Our Advent season will be trimmed slightly this year by the arrival of what we have been waiting for—Christmas. This year is unlike any other, as it always it, but this year, that is especially true. Our faith communities have been dancing through COVID restrictions for months now. What was unthinkable in March will now be true. For many of us, we will not gather to light candles on Christmas Eve, sing carols in harmony, and join with family and friends to mark the season together. And for those of us who do physically gather, worship is constrained and distanced.
As stewardship leaders, we have, by now, built a budget for 2021, and tallied the losses and gains of our faith communities’ fiscal lives over 2020. Because this financial part is just a portion of our calling, we now look into 2021 wondering how we might nurture cultures of generosity and identities of stewards among those we lead. This remains the other side of our portfolio of responsibilities.
Ironically, given how profound our losses have been in 2020, this is a good time for these aspirations. We all have lost so much and so many since COVID arrived in early 2020. But isn’t it true that we humans tend to be most open to reflection and growth when the rug has been pulled out from under us and we are, in grief, trying to find our footing again?
Perhaps one of the gifts we can give each other is to honor our losses and lament, openly and without sugar coating. Of course we want to be positive, to help people feel better. But maybe our public voice in these days is best given over to the pain and loss that surrounds us. There are few other places where this can or will happen. Think of the lives lost, whether to the virus, or to other causes, most not yet publicly acknowledged, and often lost during times of isolation and excruciating separation. How might we, as stewardship leaders in faith communities, be stewards of this grief, to help honor and mark these losses?
Might we include in our weekly prayers an intercession for those lost to COVID, known and unknown, in the past week? Might we offer periodic memorial services, even online, where all are welcomed, and grief is blessed and held sacred? Might we convene grief groups, even if online, for community members as well as for those in our faith communities? Might we drive by and deliver with food or flowers to those in our communities who have lost someone in the past week? Might we tend, with cards or brief notes, to anniversaries of loss, even those that precede COVID?

MATERIAL PROVIDED
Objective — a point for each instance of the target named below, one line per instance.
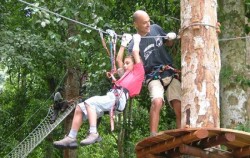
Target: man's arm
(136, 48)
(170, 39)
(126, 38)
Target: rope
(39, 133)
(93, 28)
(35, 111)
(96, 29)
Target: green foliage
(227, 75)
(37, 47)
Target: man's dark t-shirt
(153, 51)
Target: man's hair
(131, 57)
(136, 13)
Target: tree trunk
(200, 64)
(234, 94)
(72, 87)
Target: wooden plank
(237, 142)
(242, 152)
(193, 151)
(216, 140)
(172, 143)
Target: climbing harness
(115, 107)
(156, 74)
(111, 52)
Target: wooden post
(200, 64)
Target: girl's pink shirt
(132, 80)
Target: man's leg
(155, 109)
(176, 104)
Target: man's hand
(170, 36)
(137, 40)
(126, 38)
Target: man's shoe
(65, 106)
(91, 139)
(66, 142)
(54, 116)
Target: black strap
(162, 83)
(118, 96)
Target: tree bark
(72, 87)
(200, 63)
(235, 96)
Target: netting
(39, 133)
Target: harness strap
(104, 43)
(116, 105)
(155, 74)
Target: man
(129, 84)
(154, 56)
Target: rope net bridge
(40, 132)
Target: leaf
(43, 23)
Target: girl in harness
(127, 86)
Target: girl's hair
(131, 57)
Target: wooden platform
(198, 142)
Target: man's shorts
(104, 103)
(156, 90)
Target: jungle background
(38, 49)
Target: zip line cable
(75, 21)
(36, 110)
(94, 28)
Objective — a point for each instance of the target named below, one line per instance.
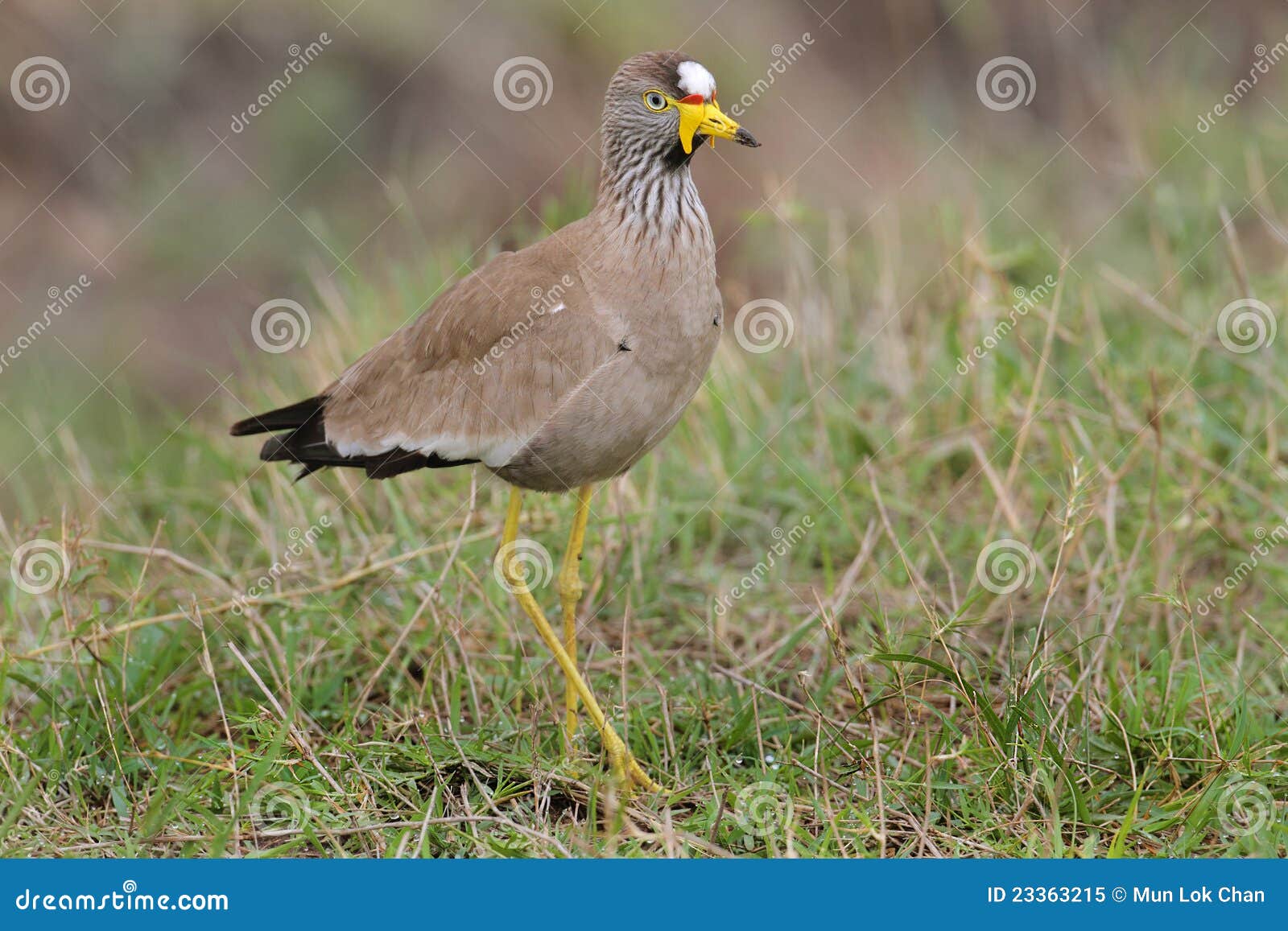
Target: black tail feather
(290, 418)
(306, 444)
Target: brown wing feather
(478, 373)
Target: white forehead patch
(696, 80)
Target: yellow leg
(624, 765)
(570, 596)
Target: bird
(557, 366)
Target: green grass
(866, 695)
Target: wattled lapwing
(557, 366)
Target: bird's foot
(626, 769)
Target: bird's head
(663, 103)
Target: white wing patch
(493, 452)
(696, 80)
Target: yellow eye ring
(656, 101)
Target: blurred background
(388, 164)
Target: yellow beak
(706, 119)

TASK TO CARRY OUT
Say whether each of these statements agrees with the text on Advent and stewardship, answering yes or no and quoting the words of the text that decide it: (a) Stewardship leaders have already built a budget for 2021. (b) COVID arrived late in 2020. (c) The suggested grief groups are only for people in faith communities.

SOLUTION TO THIS EXERCISE
(a) Yes: "we have, by now, built a budget for 2021"
(b) No: "since COVID arrived in early 2020"
(c) No: "for community members as well as for those in our faith communities"